INSTRUCTIONS FOR THE TASK:
Rewrite the lines below, replacing each "garment" with "clothing item" and keeping everything else the same.

Pointing dataset entries:
#####

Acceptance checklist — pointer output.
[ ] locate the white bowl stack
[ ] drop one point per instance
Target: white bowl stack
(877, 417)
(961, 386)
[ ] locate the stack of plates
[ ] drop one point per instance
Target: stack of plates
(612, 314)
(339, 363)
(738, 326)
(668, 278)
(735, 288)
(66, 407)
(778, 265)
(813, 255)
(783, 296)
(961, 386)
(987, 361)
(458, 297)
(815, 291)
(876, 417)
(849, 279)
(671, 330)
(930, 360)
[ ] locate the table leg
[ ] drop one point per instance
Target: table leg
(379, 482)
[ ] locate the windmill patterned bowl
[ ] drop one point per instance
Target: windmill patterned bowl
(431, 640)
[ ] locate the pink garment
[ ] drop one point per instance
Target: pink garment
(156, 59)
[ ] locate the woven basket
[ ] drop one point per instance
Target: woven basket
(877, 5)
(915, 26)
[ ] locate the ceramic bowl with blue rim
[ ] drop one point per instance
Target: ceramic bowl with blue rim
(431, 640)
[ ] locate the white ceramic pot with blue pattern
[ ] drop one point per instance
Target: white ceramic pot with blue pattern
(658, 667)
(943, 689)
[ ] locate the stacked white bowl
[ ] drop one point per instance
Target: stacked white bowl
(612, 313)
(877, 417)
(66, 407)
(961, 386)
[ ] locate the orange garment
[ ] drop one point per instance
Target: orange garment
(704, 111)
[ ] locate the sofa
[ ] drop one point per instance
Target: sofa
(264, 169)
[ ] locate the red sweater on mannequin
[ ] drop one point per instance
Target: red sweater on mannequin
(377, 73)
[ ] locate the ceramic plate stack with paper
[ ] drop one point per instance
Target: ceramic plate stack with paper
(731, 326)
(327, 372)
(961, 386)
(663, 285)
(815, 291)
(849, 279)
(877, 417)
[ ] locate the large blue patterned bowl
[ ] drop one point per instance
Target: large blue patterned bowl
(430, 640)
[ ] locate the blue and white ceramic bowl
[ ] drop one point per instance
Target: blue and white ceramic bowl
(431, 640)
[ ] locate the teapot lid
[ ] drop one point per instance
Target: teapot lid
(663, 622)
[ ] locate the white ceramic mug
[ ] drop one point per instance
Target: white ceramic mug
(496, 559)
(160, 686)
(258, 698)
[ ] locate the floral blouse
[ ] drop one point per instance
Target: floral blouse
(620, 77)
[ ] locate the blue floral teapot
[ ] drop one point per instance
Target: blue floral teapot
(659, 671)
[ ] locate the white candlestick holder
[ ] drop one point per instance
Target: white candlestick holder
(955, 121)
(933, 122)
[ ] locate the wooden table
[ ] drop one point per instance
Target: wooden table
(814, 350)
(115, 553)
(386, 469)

#####

RESULT OF THE EXERCISE:
Acceptance checklist — pointer output.
[ ] locate the white bowl stack
[ ] drop one point per instance
Target: white bowl stack
(877, 417)
(961, 386)
[ ] locate the stack of plates
[ ] drop one point per instance
Target: stack of plates
(612, 314)
(339, 363)
(738, 326)
(668, 278)
(735, 288)
(66, 407)
(778, 265)
(813, 255)
(783, 296)
(961, 386)
(987, 361)
(458, 297)
(815, 291)
(876, 417)
(849, 279)
(671, 330)
(930, 360)
[ ] locate the table leg
[ ] drop one point per instance
Target: table leg
(379, 482)
[ ] locate the windmill patterned bowl
[ ] drop one point per instance
Target: windmill patterned bowl
(431, 640)
[ ] locate the pink clothing item
[ ] drop one point per instance
Target: pink clothing item
(156, 59)
[ ] locate the woven basket
[ ] drop one point per instance
Target: woven basket
(877, 5)
(915, 26)
[ ] locate the ceramic bowl with blue rim
[ ] drop one point per instance
Target: ceramic bowl with blue rim
(431, 640)
[ ] locate the white ceramic pot with blue pattern
[ ] drop one point per instance
Target: white ceramic pot with blue pattern
(658, 667)
(943, 689)
[ ] locate the stacked white bowl
[ ] drop one point per instance
Target: stacked white bowl
(612, 313)
(877, 417)
(66, 407)
(961, 386)
[ ] locate the orange clothing item
[ ] drop one point per instance
Target: orange clothing item
(704, 111)
[ ] locate the sofa
[ ] drop one point per instance
Target: sofa
(264, 169)
[ ] locate the red sweater on mannequin
[ ] drop one point per instance
Target: red sweater on mannequin
(377, 73)
[ ] locate the ceramic plate stack with paper
[ ] drop one point per instance
Target: ceramic plate stack with paper
(731, 326)
(327, 372)
(961, 386)
(663, 285)
(815, 291)
(849, 279)
(877, 417)
[ ] locate the large blue patterned bowl
[ ] drop one point per instance
Target: large blue patterned bowl
(430, 640)
[ ] locate the blue and white ceramic bowl
[ ] drop one point per instance
Target: blue and white ceramic bowl
(431, 640)
[ ] locate the teapot lid
[ ] drop one point per instance
Target: teapot lid
(663, 622)
[ ] locate the white ceramic mug
[ ] drop one point per instance
Target: white ceramic mug
(496, 559)
(160, 686)
(258, 698)
[ ] locate the floral blouse
[ ] drop one point per instance
Target: floral blouse
(620, 77)
[ ] locate the blue floral teapot
[ ] drop one point per instance
Target: blue floral teapot
(659, 671)
[ ] locate the white candlestick holder
[ ] drop one point per instance
Target: white candlestick holder
(955, 121)
(933, 122)
[ ] locate the wooden table
[ ] drop one point per instance
Target: wooden table
(814, 350)
(115, 553)
(386, 469)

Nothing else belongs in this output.